**Collection entries:**

━━━━

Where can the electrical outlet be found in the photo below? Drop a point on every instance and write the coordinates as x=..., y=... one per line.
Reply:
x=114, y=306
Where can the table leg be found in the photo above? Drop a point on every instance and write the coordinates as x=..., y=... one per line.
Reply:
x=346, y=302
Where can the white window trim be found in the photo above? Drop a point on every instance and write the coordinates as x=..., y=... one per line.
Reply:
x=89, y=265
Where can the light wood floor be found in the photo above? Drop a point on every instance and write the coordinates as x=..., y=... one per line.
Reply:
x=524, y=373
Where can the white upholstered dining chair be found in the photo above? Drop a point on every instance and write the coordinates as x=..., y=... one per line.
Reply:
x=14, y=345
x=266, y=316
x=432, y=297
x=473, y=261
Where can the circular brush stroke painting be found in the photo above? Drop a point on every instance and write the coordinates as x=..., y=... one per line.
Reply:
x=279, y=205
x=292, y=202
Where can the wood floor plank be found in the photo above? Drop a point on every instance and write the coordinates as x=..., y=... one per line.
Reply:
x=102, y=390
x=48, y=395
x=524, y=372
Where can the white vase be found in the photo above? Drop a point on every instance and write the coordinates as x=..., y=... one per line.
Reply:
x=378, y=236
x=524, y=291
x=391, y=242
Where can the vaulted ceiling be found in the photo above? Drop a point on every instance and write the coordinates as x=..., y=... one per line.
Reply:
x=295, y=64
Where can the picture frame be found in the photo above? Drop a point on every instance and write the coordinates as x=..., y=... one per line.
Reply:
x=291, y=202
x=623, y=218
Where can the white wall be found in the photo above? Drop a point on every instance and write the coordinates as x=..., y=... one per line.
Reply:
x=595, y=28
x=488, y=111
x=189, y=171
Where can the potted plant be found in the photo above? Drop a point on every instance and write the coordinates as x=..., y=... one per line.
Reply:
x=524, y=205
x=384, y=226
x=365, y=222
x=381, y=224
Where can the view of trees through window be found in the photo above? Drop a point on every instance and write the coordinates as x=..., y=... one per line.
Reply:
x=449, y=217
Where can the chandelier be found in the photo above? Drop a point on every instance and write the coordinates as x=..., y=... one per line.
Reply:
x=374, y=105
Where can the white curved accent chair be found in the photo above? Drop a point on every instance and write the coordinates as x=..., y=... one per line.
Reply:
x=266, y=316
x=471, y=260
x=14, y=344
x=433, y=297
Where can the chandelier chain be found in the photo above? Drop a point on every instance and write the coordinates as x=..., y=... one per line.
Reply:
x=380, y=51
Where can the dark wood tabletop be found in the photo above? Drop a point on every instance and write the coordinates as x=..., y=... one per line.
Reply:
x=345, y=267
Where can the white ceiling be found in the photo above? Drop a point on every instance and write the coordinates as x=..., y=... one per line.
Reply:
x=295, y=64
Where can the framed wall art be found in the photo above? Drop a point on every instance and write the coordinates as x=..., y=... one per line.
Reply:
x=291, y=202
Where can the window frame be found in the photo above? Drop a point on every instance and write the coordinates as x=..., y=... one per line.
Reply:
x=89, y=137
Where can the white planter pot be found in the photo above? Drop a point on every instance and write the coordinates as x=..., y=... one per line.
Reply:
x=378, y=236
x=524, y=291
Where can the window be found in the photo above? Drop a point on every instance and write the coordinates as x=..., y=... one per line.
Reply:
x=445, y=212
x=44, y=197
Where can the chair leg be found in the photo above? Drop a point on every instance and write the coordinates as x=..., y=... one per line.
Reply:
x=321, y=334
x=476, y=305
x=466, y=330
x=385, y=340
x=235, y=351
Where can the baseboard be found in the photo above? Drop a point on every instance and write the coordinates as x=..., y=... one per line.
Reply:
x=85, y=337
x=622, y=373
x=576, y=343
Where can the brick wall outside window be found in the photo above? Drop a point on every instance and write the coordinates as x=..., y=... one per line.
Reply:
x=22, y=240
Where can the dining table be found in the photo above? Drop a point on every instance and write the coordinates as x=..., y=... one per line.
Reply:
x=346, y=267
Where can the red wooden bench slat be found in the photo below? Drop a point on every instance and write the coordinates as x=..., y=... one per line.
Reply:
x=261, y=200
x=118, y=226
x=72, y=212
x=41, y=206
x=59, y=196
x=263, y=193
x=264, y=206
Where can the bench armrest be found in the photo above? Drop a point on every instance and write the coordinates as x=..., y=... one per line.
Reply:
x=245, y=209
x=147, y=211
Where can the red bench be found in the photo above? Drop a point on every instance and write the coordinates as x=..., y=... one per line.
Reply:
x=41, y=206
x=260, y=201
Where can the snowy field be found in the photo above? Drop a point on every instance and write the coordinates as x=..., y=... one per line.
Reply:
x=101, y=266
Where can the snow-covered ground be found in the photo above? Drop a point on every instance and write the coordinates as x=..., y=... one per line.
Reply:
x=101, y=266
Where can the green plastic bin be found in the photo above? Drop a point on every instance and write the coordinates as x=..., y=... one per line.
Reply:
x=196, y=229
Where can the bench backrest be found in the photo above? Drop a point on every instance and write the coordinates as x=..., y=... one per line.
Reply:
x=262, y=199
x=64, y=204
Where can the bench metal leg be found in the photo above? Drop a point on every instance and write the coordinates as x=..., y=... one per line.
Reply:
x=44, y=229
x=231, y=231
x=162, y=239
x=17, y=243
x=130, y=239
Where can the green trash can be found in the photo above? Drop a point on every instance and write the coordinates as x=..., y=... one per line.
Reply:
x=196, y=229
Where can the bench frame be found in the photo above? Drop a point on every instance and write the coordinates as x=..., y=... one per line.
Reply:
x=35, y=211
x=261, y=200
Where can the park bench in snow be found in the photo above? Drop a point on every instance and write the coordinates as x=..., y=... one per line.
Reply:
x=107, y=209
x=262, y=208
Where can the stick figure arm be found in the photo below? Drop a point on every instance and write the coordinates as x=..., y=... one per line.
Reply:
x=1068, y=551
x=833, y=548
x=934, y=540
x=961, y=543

━━━━

**Request:** Repeat every one of the entries above word for word, in the same order.

**Solution for this task:**
Where can the electrical outlet be found in the photo below? Drop a point on every instance and write the coordinates as x=..., y=... one per line.
Reply:
x=114, y=306
Where can the table leg be found in the photo above? Drop a point on every instance and write the coordinates as x=..., y=... one per line.
Reply:
x=346, y=302
Where can the white window trim be found in the photo above? Drop a point on every instance and write the coordinates as x=..., y=... one per line.
Reply:
x=89, y=265
Where can the light wood floor be found in the photo above? Drop a point on every instance and write the coordinates as x=..., y=... one per line.
Reply:
x=524, y=373
Where can the white upholstered dining chair be found in the photo above? Drop a point on every instance and write the coordinates as x=..., y=... one per line.
Reply:
x=14, y=345
x=266, y=316
x=432, y=297
x=473, y=261
Where can the circular brush stroke painting be found in the photo above? Drop a point on every instance and write the coordinates as x=..., y=... one per line.
Reply:
x=279, y=205
x=292, y=202
Where can the wood floor plank be found in the photo above? Drop a point on every instance and write the coordinates as x=..., y=... one per line.
Reply:
x=102, y=390
x=48, y=395
x=524, y=372
Where can the white vase be found in the photo above? Drop a point on every instance and write the coordinates as x=..., y=... one per line.
Reply:
x=378, y=236
x=524, y=291
x=391, y=242
Where can the vaulted ceiling be found in the photo above? Drop a point on every instance and write the coordinates as x=..., y=... one per line.
Reply:
x=295, y=64
Where can the picture frame be found in the photo above? Drop a point on every instance and write the coordinates as x=..., y=... one per line.
Reply:
x=291, y=202
x=623, y=218
Where can the white wall be found in the photo above? Drop a point on every instance and write the coordinates as x=..., y=... one per line.
Reply:
x=595, y=28
x=488, y=111
x=189, y=171
Where can the potted plant be found in the photo above? Drop a point on every instance and write the coordinates as x=..., y=... one per line.
Reply:
x=524, y=205
x=384, y=226
x=365, y=222
x=381, y=224
Where can the view of trees through window be found in the photo above? Drop a point on every instance and write the coordinates as x=..., y=... one per line.
Reply:
x=449, y=217
Where can the chandelier be found in the photo above? Drop a point on every instance and write the coordinates as x=..., y=... one per line.
Reply:
x=374, y=105
Where can the white curved accent chair be found in the photo above? Drop a point on every instance and write the coordinates as x=..., y=... one per line.
Reply:
x=266, y=316
x=471, y=260
x=14, y=344
x=433, y=297
Where can the chandelier chain be found in the photo above? Drop a point on every instance and write the coordinates as x=..., y=... one per line.
Reply:
x=380, y=51
Where can the dark wood tabletop be found in the photo above? Drop a point on every instance and write the coordinates as x=..., y=... one per line.
Reply:
x=345, y=267
Where can the white ceiling be found in the photo above? Drop a point on every instance and write the coordinates as x=..., y=... one per line.
Reply:
x=295, y=64
Where can the framed wall art be found in the photo above? Drop a point on every instance and write the coordinates as x=..., y=... one per line.
Reply:
x=291, y=202
Where can the window frame be found in the photo above? Drop a point on every instance and write the coordinates as x=..., y=... one per line.
Reply:
x=89, y=137
Where can the white planter pot be found in the photo above? Drop a point on every instance and write the coordinates as x=..., y=... one per line.
Reply:
x=378, y=236
x=524, y=291
Where can the window be found in the photo above? Drop a point on every instance and write the coordinates as x=..., y=... one per line.
Reply:
x=445, y=212
x=44, y=197
Where can the chair leg be found in the photo above? Drop a point on every instance and write the coordinates as x=..., y=... one per line.
Reply:
x=321, y=334
x=476, y=305
x=466, y=330
x=385, y=340
x=235, y=351
Where can the baseboard be found in the photo above? Drop a point on every instance and write the coordinates as x=..., y=... one per line.
Reply:
x=85, y=337
x=622, y=373
x=576, y=343
Where can the brick wall outside window be found in the photo above? Drop a point on every instance and write the coordinates as x=..., y=... one per line.
Reply:
x=22, y=240
Where can the dining table be found in the photo above? Drop a point on every instance and write the coordinates as x=..., y=... one per line.
Reply:
x=346, y=267
Where can the red wooden bench slat be found in the photo below? Drop a point on every instance and write the coordinates as x=..., y=... one per line.
Reply:
x=261, y=200
x=118, y=226
x=72, y=212
x=41, y=206
x=59, y=196
x=263, y=193
x=264, y=206
Where can the bench armrest be found in the photo above? Drop a point on every instance and write the coordinates as x=..., y=... one per line.
Reply:
x=245, y=209
x=147, y=211
Where can the red bench be found in the photo above? Drop a point on every instance and write the coordinates as x=..., y=... one per line.
Reply:
x=41, y=206
x=260, y=201
Where can the snowy field be found in the photo above? Drop a point on every instance and write the coordinates as x=..., y=... one per line.
Reply:
x=101, y=266
Where can the snow-covered ground be found in the photo above? Drop a point on every instance and write the coordinates as x=..., y=... one per line.
Reply:
x=101, y=266
Where can the green plastic bin be found in the photo above? Drop a point on every instance and write the coordinates as x=..., y=... one per line.
Reply:
x=196, y=229
Where can the bench backrest be found in the photo above? Drop a point on every instance and write the coordinates as x=..., y=... one per line.
Reply:
x=262, y=199
x=64, y=204
Where can the bench metal leg be found in the photo above? Drop a point on every instance and write the coordinates as x=..., y=... one per line.
Reply:
x=44, y=229
x=231, y=231
x=162, y=239
x=17, y=243
x=130, y=239
Where can the green trash can be found in the photo above? Drop a point on every instance and write the coordinates as x=..., y=... one per line.
Reply:
x=196, y=229
Where can the bench frame be found in the photo above? Drop a point on every instance and write the coordinates as x=..., y=... one per line.
Reply:
x=35, y=211
x=261, y=200
Where can the park bench in snow be found in the photo above? Drop a point on every instance and write the coordinates as x=..., y=... one per line.
Reply:
x=107, y=209
x=262, y=208
Where can the stick figure arm be found in the photo below? Drop a point on every instance and write the coordinates as x=..., y=... one per line.
Reply:
x=1068, y=551
x=833, y=548
x=934, y=540
x=961, y=543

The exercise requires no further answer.